* SUPPLIED RECORDS:
────

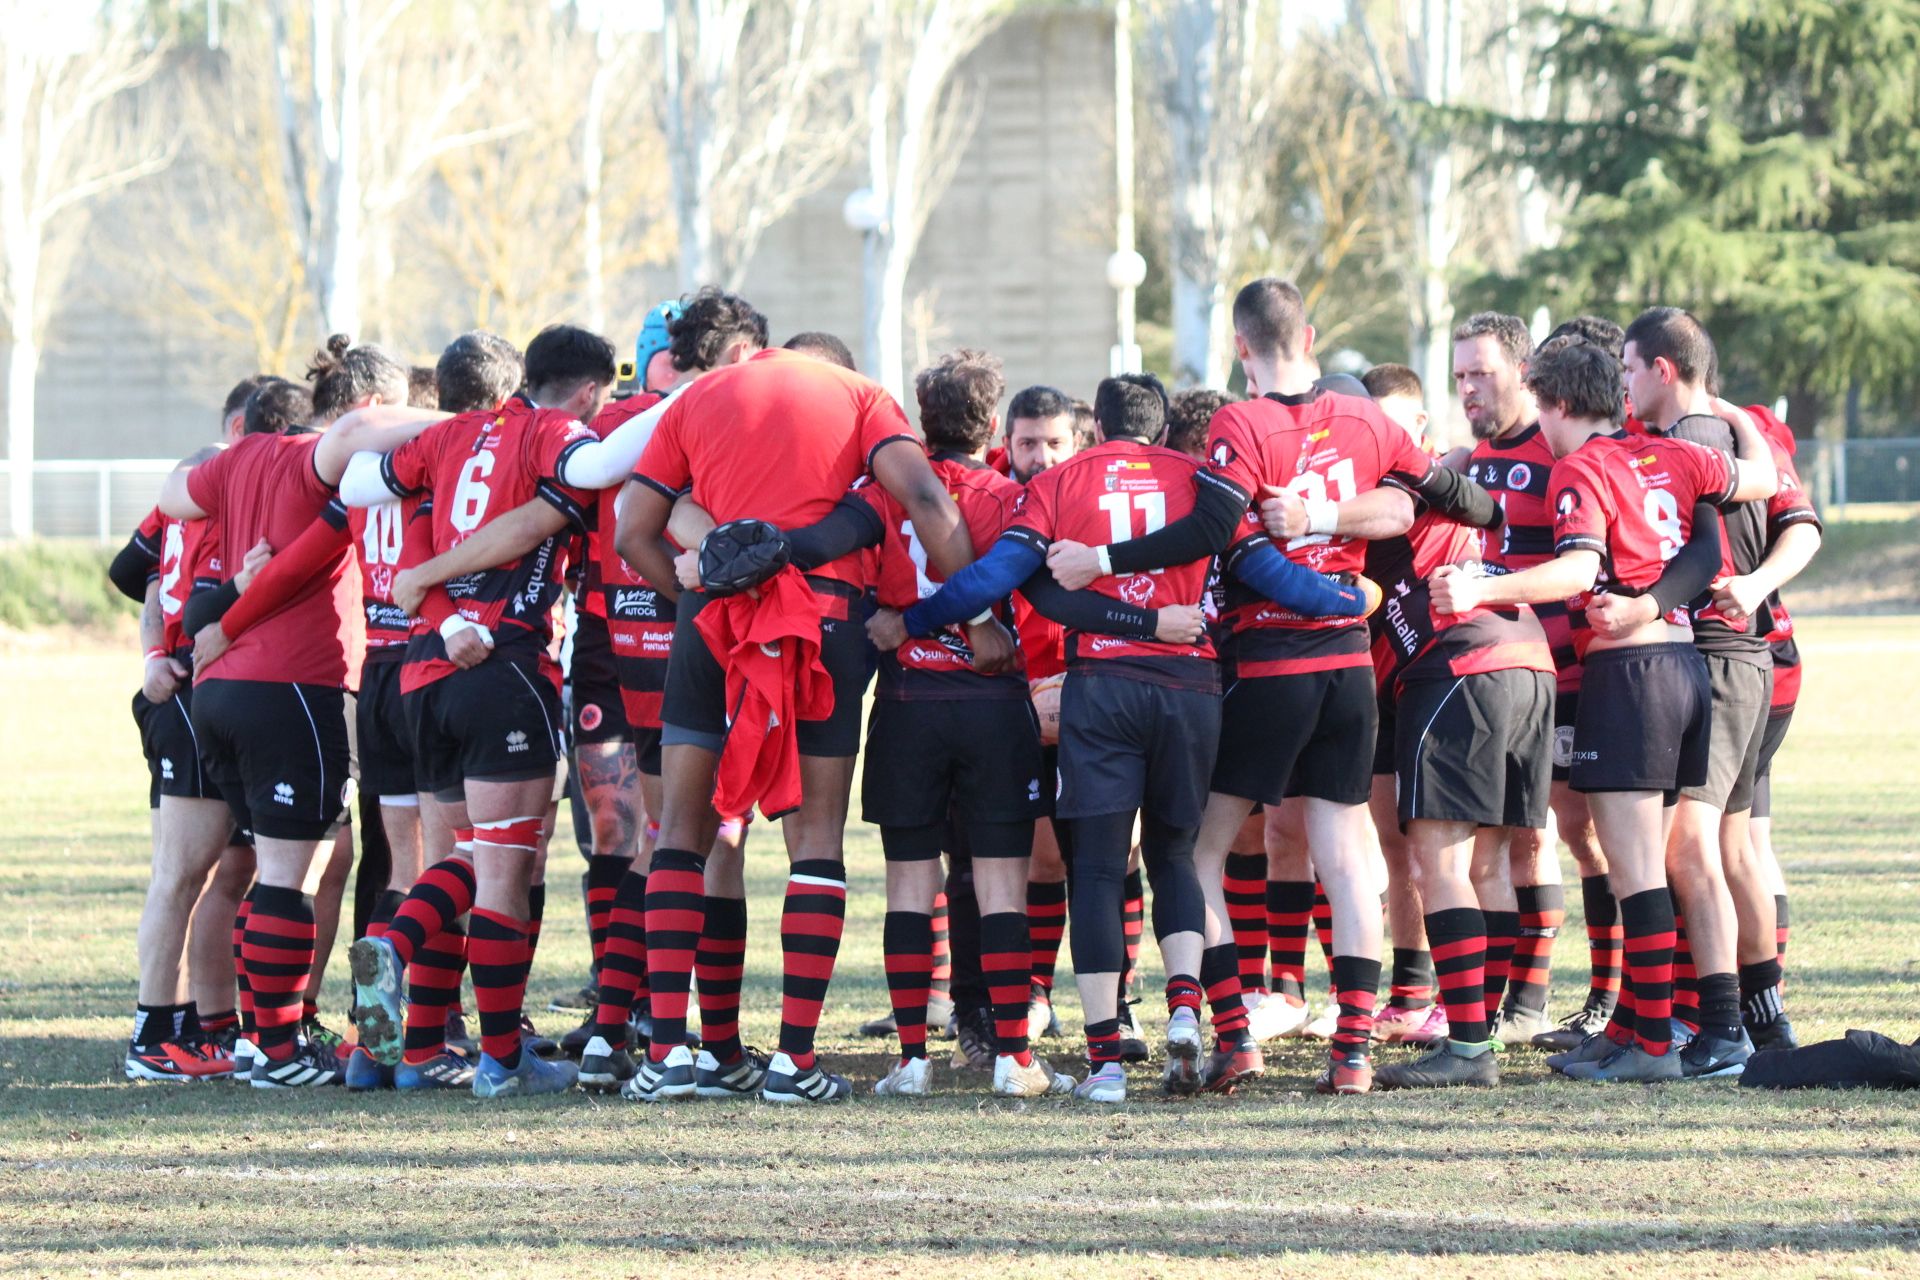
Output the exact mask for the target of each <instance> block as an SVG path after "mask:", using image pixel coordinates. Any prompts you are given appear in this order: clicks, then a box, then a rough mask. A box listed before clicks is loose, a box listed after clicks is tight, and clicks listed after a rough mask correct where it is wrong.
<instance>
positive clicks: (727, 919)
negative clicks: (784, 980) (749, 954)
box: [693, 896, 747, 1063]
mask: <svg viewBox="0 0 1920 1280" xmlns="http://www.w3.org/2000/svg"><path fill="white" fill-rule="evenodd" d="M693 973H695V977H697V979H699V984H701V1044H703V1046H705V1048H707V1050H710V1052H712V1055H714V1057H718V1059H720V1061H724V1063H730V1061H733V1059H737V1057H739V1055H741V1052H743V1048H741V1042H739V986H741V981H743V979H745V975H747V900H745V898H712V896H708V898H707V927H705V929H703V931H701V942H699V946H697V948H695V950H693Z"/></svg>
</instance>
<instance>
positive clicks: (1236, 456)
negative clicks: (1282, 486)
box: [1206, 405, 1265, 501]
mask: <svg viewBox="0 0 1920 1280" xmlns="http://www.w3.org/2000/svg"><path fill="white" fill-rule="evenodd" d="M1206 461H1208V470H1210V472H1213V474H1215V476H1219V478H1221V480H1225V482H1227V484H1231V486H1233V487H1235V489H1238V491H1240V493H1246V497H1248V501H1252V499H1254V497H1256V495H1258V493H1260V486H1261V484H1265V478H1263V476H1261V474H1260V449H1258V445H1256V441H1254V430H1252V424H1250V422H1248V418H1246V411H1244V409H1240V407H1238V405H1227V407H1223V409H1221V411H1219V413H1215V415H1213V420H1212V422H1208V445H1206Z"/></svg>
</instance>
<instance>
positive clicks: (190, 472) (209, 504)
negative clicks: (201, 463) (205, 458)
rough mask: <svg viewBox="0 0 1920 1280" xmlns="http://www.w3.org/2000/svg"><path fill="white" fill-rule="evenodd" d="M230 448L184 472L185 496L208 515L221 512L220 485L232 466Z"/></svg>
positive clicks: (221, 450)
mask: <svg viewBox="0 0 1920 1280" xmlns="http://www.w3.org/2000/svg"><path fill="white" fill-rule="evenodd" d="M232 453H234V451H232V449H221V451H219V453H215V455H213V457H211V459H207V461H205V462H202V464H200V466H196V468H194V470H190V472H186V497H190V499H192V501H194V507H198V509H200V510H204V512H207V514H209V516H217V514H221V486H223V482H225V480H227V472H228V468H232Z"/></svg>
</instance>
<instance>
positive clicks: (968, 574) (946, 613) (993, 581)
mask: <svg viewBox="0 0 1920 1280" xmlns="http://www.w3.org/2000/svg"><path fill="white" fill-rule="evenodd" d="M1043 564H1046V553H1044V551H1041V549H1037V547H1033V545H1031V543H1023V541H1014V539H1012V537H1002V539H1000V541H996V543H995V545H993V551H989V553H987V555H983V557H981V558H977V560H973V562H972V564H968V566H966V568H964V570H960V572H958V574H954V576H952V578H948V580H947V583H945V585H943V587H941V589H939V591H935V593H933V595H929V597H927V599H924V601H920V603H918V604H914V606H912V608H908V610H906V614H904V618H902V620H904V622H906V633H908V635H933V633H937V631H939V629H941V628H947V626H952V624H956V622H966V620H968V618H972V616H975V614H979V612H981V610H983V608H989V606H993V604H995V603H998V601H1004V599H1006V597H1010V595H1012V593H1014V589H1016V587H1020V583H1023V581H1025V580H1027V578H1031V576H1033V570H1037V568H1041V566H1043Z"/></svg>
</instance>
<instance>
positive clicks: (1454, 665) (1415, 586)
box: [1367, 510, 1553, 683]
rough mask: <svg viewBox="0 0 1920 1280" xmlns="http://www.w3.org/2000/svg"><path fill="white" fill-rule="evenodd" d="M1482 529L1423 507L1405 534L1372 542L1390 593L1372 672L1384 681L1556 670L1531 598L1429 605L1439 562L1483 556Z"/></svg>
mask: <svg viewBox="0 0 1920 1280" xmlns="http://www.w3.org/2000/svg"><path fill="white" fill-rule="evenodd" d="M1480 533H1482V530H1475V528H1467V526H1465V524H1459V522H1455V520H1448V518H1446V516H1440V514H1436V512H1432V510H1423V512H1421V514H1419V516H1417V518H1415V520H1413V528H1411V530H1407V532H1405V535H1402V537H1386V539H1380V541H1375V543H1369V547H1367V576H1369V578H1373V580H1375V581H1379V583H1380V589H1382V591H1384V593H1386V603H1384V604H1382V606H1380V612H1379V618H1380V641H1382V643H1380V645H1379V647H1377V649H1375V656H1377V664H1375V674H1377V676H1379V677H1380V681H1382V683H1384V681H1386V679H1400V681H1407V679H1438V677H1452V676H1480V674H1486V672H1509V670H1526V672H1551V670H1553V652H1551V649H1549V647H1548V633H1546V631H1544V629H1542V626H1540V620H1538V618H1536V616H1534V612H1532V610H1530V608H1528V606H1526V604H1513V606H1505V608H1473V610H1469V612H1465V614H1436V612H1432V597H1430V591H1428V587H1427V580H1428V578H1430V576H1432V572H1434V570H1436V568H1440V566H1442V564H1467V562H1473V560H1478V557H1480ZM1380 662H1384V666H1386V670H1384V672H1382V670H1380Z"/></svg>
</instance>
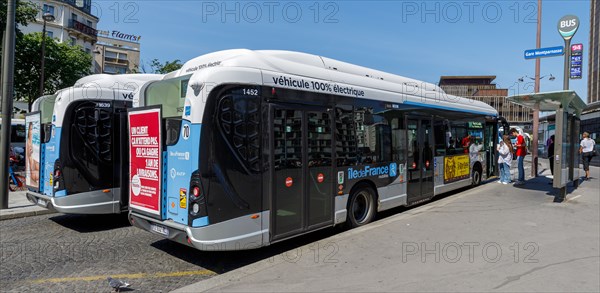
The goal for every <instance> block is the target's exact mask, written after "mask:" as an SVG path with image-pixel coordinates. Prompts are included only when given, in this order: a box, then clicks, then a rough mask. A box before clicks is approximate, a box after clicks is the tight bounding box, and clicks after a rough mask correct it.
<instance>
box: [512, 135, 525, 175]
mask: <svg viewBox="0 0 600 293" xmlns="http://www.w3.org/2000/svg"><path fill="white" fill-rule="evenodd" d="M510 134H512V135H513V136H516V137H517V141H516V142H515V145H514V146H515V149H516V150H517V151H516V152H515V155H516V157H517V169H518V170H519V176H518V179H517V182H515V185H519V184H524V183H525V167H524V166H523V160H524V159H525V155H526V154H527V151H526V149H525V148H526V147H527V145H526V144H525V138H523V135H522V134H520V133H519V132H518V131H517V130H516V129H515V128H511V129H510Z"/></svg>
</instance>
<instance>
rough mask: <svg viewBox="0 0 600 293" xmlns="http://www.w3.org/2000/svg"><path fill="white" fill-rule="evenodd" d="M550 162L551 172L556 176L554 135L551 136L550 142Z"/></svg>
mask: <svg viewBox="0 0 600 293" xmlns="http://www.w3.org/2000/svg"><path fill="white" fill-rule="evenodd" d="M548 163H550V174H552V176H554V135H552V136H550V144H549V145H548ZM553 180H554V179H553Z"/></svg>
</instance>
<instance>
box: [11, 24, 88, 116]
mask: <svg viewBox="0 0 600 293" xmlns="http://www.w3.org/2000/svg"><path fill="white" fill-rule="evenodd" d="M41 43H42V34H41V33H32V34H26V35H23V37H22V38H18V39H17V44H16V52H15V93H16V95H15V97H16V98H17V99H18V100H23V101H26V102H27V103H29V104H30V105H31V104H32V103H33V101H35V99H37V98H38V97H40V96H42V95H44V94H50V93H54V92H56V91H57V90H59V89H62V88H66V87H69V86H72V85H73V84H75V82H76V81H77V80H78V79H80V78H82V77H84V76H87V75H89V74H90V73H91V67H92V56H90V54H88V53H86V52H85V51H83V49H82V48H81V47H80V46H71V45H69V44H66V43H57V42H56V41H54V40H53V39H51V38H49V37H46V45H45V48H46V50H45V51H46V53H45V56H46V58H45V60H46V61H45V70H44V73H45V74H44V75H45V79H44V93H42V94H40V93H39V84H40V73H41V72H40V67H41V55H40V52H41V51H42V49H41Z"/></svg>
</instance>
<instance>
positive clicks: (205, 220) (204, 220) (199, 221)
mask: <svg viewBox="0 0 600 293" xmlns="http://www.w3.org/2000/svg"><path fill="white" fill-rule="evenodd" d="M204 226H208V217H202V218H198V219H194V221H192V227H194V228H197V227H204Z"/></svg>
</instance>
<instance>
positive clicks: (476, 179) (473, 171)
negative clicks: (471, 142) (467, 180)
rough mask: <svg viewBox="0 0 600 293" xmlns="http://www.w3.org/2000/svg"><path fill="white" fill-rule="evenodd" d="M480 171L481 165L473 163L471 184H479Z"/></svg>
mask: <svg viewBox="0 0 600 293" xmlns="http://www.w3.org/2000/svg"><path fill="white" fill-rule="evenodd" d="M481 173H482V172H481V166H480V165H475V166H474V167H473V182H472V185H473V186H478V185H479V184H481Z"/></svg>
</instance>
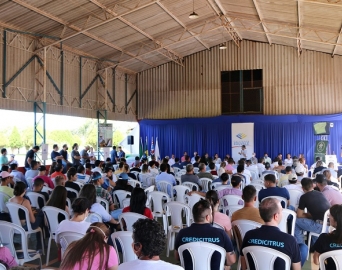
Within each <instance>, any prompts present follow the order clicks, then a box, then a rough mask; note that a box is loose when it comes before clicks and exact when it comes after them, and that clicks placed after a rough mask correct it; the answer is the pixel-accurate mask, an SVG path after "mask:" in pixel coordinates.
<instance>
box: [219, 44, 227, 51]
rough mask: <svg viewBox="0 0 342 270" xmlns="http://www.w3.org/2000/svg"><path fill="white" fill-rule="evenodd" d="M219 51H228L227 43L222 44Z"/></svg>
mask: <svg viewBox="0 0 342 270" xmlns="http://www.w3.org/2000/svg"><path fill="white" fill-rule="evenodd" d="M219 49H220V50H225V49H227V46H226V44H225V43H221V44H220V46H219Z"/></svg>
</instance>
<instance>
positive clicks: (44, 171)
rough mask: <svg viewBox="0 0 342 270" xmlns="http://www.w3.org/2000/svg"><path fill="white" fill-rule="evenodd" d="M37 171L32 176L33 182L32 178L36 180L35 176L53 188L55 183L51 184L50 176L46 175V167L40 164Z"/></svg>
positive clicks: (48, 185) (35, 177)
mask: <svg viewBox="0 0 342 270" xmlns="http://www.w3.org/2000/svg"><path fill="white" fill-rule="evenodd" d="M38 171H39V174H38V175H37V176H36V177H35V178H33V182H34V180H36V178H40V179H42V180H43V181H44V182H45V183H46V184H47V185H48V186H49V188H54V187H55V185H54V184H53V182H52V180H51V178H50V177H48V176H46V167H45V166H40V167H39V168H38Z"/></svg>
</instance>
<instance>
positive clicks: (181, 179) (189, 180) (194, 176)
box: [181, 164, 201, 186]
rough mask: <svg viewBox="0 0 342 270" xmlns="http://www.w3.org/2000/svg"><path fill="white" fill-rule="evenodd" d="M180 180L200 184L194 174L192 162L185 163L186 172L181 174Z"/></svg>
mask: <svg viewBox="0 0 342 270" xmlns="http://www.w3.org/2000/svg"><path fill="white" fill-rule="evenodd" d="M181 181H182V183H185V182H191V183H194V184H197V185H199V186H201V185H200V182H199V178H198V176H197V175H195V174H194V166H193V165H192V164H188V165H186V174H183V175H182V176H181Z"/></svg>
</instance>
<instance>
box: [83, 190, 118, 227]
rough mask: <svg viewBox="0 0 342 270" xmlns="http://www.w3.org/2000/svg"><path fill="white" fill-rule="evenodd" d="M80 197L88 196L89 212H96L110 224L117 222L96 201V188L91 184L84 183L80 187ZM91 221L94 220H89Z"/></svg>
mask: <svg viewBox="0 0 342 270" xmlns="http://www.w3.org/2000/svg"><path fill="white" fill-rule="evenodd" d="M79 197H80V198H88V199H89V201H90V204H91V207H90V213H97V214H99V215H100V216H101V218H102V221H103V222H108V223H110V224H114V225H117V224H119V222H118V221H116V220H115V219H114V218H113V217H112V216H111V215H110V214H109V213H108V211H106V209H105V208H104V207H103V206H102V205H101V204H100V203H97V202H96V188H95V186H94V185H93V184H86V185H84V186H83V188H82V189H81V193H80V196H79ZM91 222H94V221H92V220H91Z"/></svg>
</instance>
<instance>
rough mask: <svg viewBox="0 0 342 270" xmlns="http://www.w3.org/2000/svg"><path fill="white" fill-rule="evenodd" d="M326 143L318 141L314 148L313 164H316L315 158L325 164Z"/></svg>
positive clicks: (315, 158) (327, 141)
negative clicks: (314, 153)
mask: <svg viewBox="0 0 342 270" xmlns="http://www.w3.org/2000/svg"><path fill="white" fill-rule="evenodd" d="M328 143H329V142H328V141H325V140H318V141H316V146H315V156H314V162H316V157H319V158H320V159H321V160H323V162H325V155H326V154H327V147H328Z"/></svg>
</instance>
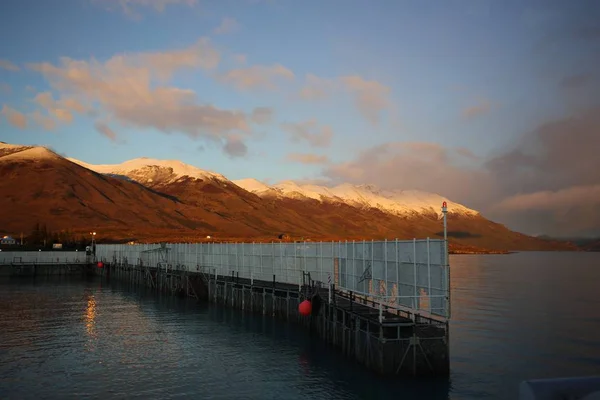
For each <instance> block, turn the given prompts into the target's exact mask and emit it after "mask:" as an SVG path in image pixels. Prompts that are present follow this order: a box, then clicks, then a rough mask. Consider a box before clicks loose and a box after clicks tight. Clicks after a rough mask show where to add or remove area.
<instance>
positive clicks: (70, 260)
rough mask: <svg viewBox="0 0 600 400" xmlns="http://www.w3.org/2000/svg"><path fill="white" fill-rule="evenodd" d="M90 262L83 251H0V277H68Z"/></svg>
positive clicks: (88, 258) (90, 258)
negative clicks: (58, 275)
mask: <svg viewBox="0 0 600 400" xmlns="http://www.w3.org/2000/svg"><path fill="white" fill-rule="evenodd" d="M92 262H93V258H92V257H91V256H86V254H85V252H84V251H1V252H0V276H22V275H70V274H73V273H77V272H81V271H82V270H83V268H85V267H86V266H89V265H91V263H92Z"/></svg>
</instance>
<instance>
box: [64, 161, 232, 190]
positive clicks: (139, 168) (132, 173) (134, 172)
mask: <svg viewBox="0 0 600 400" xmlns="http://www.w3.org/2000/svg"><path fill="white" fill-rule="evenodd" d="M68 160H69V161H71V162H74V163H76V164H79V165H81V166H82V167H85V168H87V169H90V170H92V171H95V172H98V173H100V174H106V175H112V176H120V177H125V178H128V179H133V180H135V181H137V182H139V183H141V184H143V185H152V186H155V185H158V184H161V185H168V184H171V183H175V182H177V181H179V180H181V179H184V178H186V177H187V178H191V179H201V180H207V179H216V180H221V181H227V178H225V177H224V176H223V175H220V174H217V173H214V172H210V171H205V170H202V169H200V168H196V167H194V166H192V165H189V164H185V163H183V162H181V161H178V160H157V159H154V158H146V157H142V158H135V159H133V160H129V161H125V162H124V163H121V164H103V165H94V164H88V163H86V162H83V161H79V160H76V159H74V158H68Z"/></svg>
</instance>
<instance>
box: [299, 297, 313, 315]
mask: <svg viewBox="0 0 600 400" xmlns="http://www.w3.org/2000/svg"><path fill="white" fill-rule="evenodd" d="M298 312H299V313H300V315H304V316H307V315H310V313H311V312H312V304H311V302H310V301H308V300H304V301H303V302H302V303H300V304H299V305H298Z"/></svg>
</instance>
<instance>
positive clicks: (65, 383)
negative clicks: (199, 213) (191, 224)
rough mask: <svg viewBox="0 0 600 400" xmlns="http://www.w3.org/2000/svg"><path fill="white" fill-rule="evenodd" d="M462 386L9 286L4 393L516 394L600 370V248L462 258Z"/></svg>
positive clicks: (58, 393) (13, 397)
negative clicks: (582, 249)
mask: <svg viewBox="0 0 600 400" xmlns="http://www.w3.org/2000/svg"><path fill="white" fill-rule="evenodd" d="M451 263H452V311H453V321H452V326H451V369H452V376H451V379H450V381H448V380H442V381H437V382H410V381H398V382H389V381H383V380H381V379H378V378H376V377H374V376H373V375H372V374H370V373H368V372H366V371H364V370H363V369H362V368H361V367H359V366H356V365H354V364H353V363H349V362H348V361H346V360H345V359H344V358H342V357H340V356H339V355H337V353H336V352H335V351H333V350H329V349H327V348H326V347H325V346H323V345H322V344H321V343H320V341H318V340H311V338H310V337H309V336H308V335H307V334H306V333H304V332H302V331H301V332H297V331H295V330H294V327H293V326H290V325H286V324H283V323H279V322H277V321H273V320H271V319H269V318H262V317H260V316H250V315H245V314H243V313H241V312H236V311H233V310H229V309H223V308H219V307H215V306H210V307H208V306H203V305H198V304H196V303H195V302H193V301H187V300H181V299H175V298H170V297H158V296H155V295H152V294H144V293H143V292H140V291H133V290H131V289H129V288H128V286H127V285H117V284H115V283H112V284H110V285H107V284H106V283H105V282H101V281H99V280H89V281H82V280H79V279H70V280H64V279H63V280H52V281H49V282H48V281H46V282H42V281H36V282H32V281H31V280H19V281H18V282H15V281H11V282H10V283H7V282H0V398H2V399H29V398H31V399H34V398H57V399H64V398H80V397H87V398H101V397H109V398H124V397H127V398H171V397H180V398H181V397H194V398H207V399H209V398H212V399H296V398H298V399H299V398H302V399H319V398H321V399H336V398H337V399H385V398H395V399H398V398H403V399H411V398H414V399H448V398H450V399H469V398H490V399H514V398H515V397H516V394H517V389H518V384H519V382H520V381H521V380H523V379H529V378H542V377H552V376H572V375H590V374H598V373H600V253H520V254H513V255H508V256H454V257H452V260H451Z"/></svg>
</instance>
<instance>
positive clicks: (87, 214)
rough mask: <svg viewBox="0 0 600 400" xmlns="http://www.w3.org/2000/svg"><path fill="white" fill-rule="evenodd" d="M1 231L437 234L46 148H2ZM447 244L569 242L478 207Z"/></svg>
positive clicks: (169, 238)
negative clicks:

────

* WORK TASK:
Would you output only the span of the records above that opens with the line containing "negative clicks: (314, 153)" and closes with the line containing "box: [64, 161, 232, 190]", ends included and pictures dropped?

* RESULT:
negative clicks: (314, 153)
mask: <svg viewBox="0 0 342 270" xmlns="http://www.w3.org/2000/svg"><path fill="white" fill-rule="evenodd" d="M328 143H329V142H328V141H325V140H318V141H316V146H315V156H314V162H316V157H319V158H320V159H321V160H323V162H325V155H326V154H327V147H328Z"/></svg>
</instance>
For each <instance> block, turn the given prompts into the target's exact mask and emit it after "mask:" as an SVG path in image pixels. Prompts that are present follow this order: a box, then clicks, then a rough mask. Consider a box before clicks loose and a box after clicks tight. Clicks after a rough mask show where to add or remove area.
<instance>
positive clicks: (70, 260)
rough mask: <svg viewBox="0 0 600 400" xmlns="http://www.w3.org/2000/svg"><path fill="white" fill-rule="evenodd" d="M90 262L83 251H0V277H68Z"/></svg>
positive clicks: (88, 258) (90, 258)
negative clicks: (58, 275)
mask: <svg viewBox="0 0 600 400" xmlns="http://www.w3.org/2000/svg"><path fill="white" fill-rule="evenodd" d="M92 262H93V258H92V257H91V256H86V254H85V252H84V251H1V252H0V276H22V275H70V274H73V273H77V272H81V271H82V270H83V268H85V267H86V266H89V265H91V263H92Z"/></svg>
</instance>
<instance>
box: [64, 161, 232, 190]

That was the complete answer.